EXERCISE REQUIREMENTS: Extract every line in the entries below that contains the string "pixel". Treat matches as case-sensitive.

SUPPLIED ENTRIES:

____

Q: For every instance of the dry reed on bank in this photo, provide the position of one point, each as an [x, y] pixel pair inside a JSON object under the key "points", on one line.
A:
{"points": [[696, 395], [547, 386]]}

____

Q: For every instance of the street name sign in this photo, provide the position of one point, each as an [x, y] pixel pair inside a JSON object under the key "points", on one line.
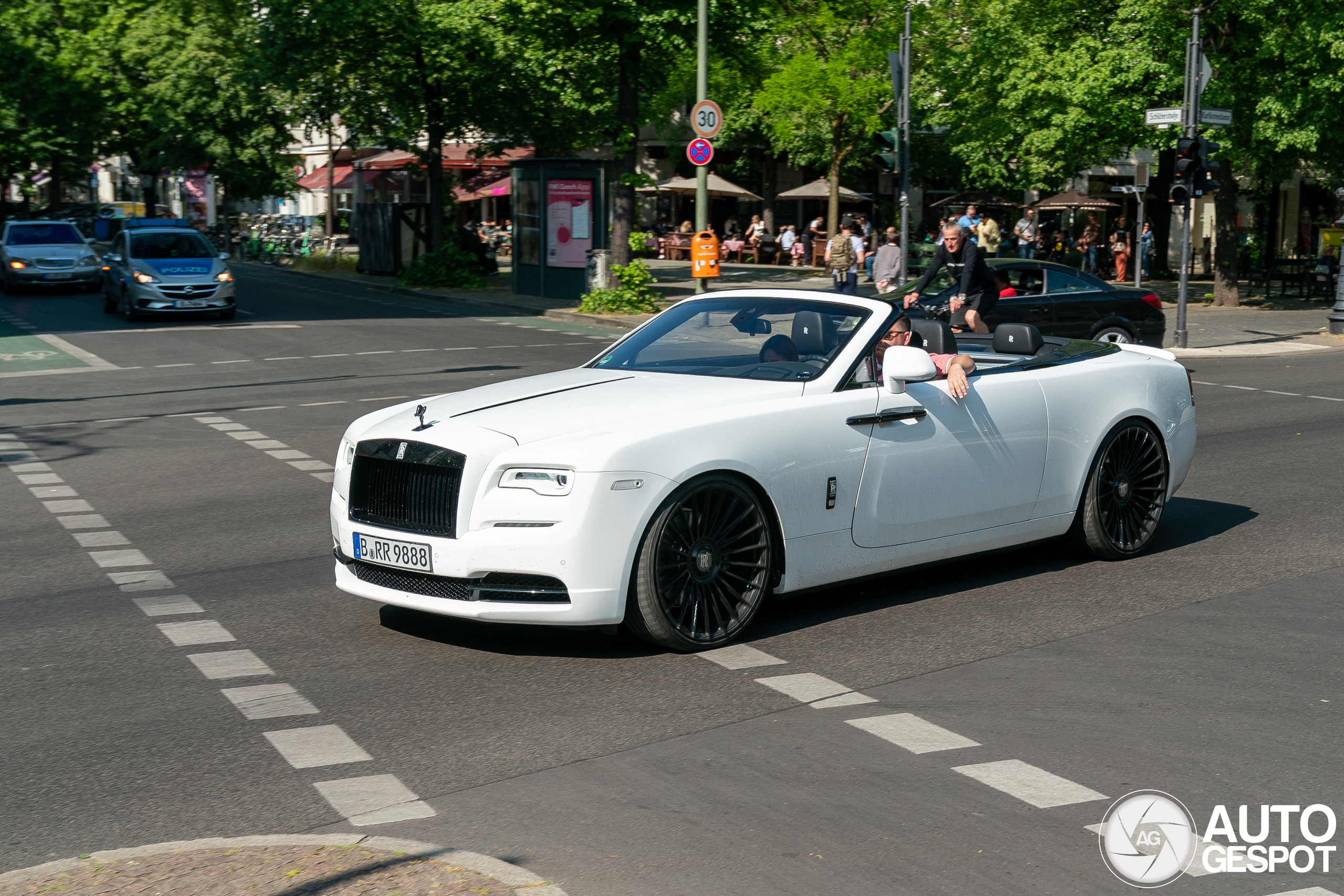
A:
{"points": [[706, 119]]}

____

WORKED SOLUTION:
Q: For every instance of the dry reed on bank in this photo, provide the position of one point, each as an [x, y] pixel pair inside a JSON object under the key "points", on one line.
Q: For every instance of the street name sign in this photo, provide the position of one point, each as an [x, y] pixel pair inside a JSON object under the key "points", on one line.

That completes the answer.